- WRITTEN EXERCISE
Rewrite the entries from the line that has "TARGET = person's arm" through the end of the entries, replacing "rubber boot" with "rain boot" and keeping everything else the same. Leave the pictures out of your answer.

- TASK DATA
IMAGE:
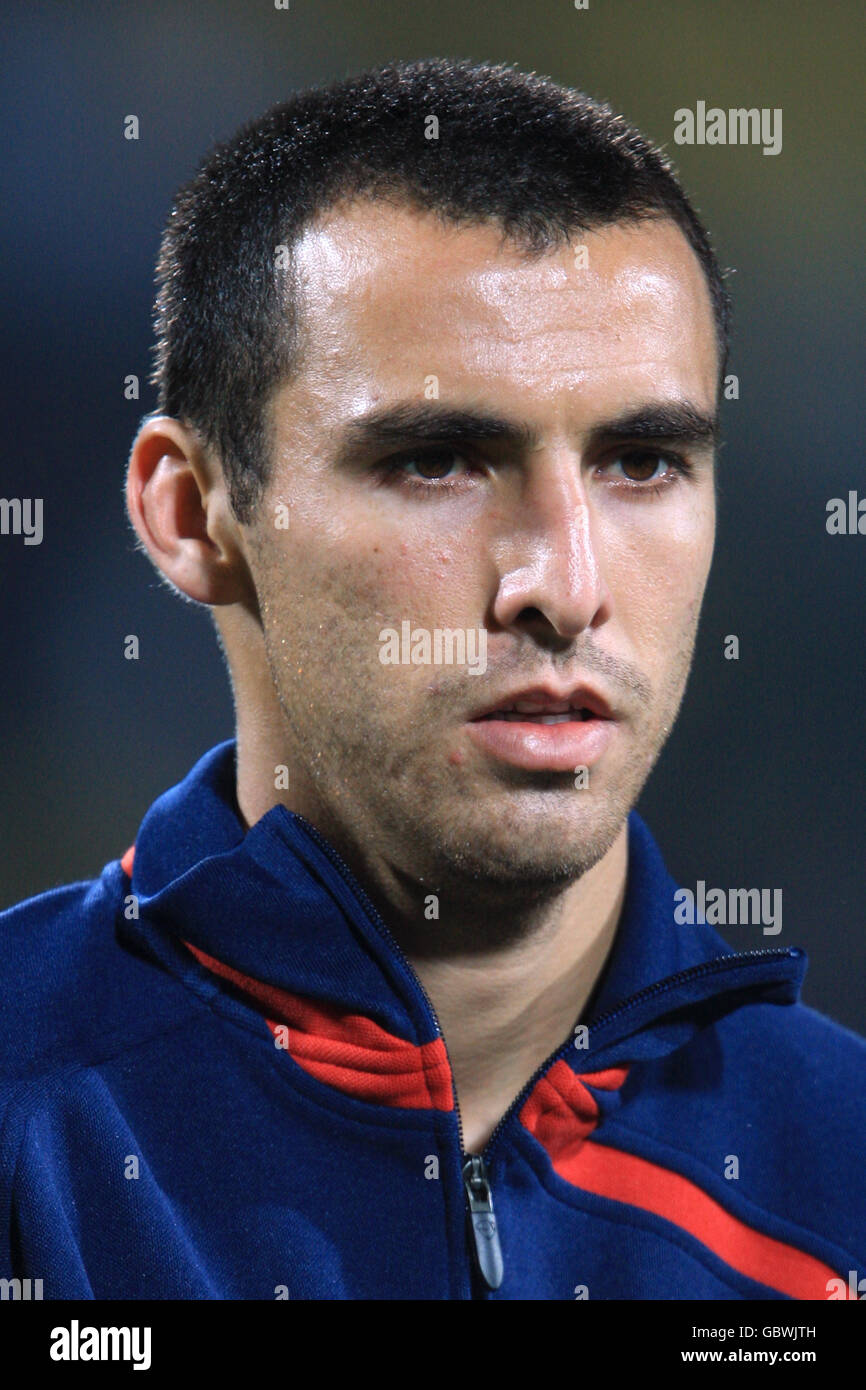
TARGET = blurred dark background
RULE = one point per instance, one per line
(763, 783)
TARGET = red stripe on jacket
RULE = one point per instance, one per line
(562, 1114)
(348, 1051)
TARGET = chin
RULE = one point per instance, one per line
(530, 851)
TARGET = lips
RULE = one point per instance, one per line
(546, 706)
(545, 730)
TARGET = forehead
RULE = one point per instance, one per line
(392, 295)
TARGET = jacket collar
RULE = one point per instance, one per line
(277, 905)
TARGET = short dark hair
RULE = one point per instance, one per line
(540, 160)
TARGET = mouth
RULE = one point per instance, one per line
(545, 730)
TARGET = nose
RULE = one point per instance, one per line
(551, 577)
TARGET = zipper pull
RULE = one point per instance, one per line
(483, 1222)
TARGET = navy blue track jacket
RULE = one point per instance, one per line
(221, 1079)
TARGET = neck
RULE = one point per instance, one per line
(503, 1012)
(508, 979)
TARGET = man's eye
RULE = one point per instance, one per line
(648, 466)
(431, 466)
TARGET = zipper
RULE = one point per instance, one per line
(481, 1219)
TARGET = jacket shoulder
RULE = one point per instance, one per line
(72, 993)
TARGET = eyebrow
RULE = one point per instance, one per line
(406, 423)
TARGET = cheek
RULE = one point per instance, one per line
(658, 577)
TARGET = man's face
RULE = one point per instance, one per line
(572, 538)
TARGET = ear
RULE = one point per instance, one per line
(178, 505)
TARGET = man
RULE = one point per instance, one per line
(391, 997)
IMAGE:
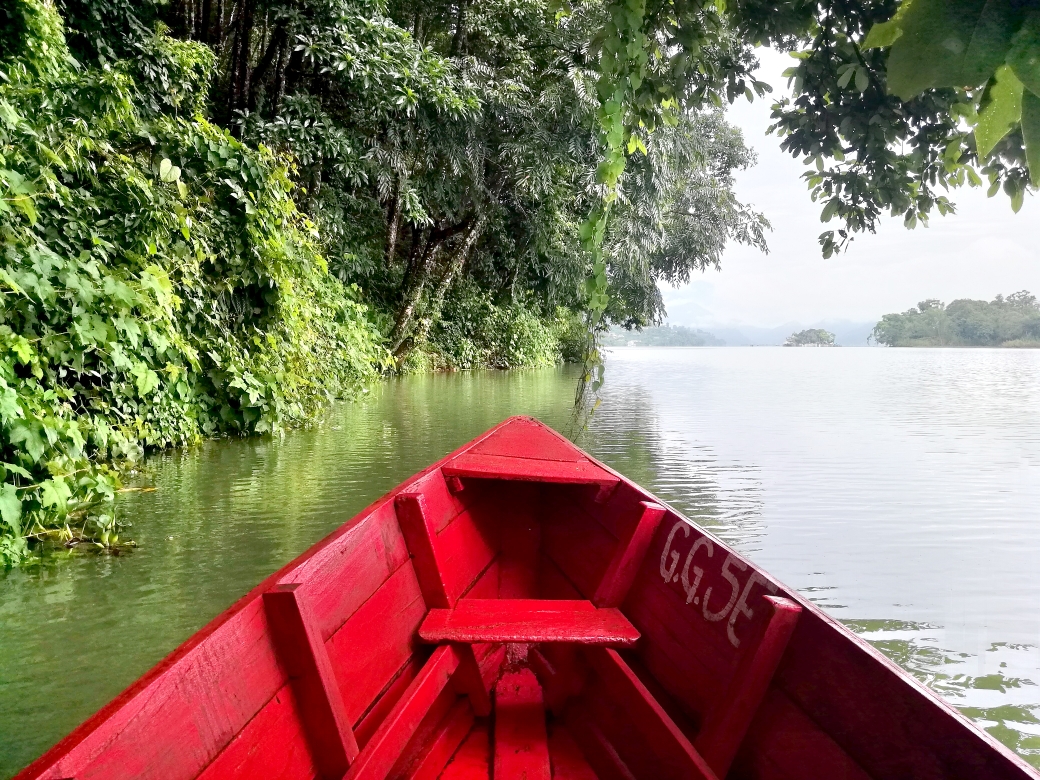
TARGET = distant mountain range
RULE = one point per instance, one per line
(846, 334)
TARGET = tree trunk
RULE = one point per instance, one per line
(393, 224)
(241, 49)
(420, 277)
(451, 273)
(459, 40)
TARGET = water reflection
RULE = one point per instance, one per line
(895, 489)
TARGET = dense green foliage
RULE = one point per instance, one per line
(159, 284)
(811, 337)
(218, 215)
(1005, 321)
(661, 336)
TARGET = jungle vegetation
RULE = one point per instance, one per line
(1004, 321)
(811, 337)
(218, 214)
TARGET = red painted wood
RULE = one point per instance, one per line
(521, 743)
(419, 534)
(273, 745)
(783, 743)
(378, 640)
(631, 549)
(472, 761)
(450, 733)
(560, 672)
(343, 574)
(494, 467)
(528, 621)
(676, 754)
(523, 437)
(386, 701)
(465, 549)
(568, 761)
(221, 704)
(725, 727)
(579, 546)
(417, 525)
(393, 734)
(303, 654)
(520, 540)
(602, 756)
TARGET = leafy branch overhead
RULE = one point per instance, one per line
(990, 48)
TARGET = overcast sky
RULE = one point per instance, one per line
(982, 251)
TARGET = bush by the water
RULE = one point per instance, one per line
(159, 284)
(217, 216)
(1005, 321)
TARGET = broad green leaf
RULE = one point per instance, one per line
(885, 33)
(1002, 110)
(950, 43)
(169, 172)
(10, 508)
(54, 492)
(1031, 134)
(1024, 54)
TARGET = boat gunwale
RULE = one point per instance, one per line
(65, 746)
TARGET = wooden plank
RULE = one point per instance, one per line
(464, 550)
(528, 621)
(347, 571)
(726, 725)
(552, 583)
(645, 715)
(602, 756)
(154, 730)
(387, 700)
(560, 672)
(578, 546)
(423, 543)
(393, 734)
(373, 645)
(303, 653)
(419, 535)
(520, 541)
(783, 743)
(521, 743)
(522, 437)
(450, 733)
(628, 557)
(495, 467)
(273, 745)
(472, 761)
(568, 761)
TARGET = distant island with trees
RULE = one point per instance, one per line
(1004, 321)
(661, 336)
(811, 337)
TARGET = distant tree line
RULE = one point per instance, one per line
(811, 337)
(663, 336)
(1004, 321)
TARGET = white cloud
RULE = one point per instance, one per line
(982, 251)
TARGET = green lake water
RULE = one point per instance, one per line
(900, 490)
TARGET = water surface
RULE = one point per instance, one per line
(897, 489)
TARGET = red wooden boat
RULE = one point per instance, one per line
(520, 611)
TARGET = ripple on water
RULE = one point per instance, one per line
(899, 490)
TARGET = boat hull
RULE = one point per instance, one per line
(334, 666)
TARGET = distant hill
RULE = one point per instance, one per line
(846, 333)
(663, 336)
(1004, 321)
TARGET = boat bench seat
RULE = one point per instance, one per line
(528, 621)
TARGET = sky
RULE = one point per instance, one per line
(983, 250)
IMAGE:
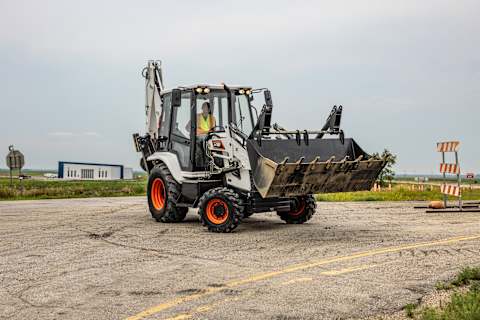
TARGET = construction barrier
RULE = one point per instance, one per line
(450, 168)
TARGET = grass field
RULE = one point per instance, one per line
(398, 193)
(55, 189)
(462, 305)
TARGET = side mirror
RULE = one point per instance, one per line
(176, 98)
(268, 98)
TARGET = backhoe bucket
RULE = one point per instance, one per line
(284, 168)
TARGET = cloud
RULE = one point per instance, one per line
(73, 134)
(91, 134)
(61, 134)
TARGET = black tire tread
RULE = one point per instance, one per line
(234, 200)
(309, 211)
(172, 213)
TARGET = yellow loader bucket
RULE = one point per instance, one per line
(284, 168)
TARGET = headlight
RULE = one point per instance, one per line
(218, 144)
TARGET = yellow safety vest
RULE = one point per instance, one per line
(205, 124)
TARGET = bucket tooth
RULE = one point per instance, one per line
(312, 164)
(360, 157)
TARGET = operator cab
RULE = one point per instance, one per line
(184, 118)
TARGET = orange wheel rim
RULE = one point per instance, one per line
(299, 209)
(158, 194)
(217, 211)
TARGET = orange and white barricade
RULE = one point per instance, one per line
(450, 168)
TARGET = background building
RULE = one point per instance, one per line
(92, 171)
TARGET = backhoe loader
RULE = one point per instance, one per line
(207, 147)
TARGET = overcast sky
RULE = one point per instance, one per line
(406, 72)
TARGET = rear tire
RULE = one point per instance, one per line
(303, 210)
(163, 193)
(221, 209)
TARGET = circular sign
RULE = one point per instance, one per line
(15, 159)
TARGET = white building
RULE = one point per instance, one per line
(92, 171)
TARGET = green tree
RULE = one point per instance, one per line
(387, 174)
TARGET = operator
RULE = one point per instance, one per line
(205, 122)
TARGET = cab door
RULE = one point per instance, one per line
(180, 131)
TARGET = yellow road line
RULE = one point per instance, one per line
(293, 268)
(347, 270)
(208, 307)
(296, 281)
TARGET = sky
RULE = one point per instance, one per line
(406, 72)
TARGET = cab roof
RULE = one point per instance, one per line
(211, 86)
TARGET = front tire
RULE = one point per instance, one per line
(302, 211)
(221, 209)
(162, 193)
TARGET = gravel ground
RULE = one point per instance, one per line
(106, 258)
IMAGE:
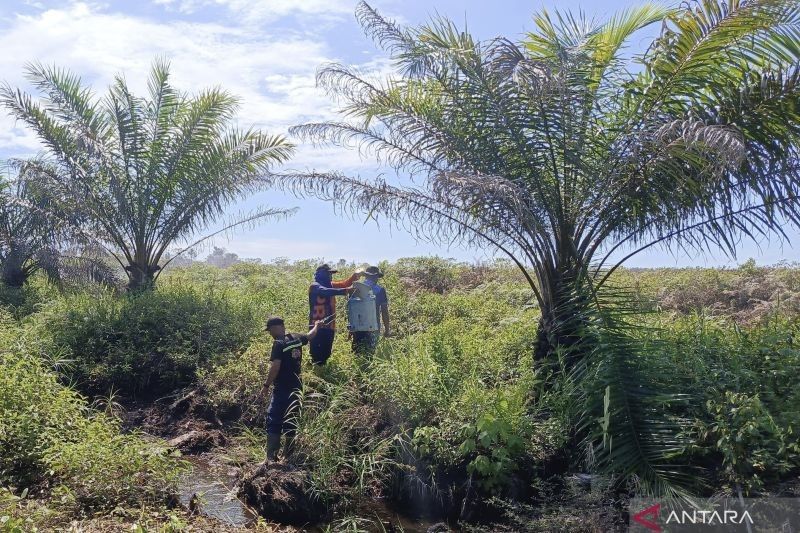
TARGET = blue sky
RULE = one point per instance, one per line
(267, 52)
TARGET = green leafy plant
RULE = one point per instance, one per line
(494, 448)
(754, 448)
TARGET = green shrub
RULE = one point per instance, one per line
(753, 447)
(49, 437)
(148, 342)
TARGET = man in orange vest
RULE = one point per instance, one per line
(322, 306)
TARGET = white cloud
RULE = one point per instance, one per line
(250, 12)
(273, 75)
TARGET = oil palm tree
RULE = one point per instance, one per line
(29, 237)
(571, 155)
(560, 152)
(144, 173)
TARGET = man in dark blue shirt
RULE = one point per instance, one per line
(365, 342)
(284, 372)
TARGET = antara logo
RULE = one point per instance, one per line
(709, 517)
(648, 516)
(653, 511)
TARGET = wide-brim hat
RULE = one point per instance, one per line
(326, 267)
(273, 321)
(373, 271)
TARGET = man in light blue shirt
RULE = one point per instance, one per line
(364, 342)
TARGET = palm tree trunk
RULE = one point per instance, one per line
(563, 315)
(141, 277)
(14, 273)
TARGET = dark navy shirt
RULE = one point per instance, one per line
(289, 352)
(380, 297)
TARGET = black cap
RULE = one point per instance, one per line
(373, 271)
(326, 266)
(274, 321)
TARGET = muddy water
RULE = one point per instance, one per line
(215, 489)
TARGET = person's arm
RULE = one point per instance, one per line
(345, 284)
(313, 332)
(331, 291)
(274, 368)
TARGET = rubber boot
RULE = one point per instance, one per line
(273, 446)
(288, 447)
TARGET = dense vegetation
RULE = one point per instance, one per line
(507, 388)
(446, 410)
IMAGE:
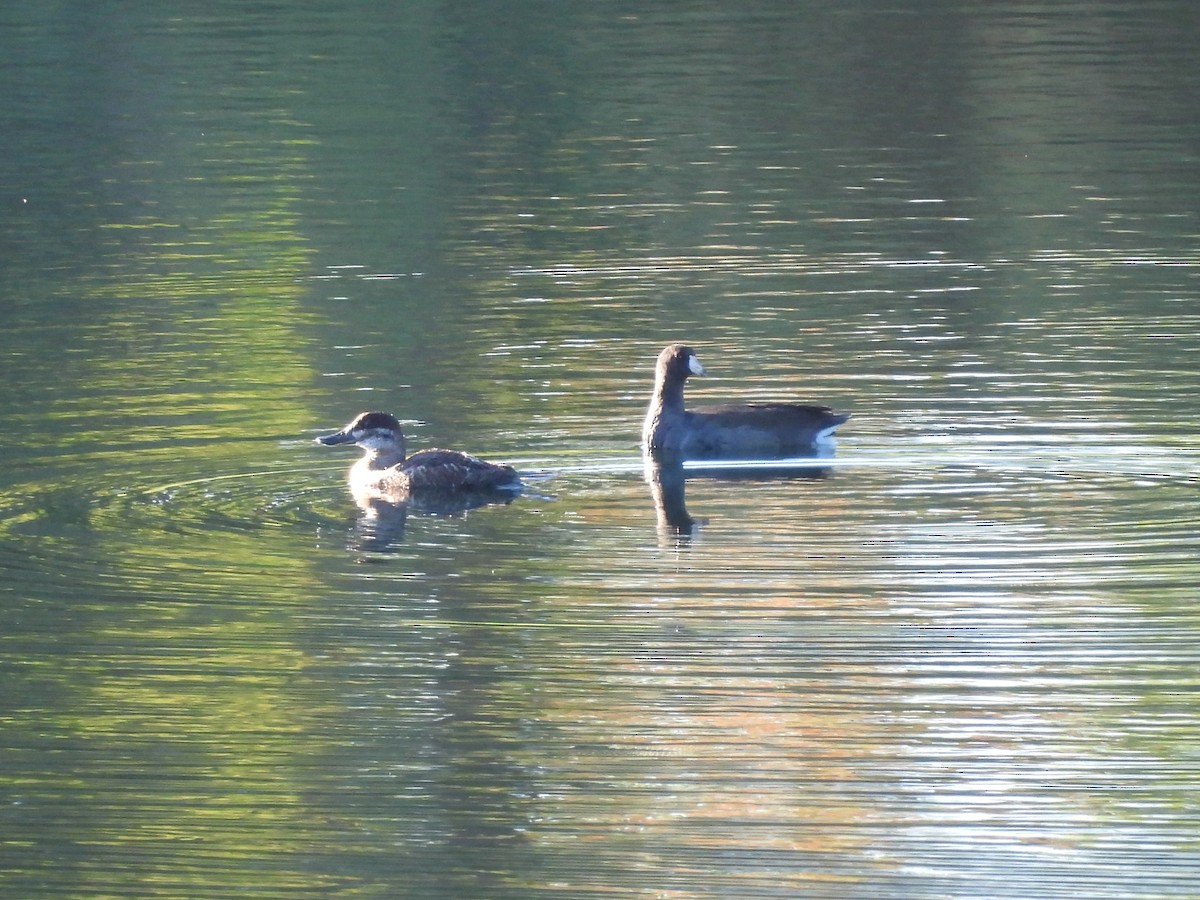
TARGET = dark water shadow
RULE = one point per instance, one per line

- RESPONSE TO THE EXERCISE
TARGET = person's arm
RULE = one point per instance, one per line
(345, 284)
(313, 332)
(331, 291)
(274, 368)
TARGET = rain boot
RULE = one point per instance, one per line
(273, 446)
(288, 447)
TARGET = dense vegetation
RULE = one point per instance, one per line
(507, 388)
(446, 410)
IMAGE:
TARGET = dark water shadow
RULE = one point per instance, one per line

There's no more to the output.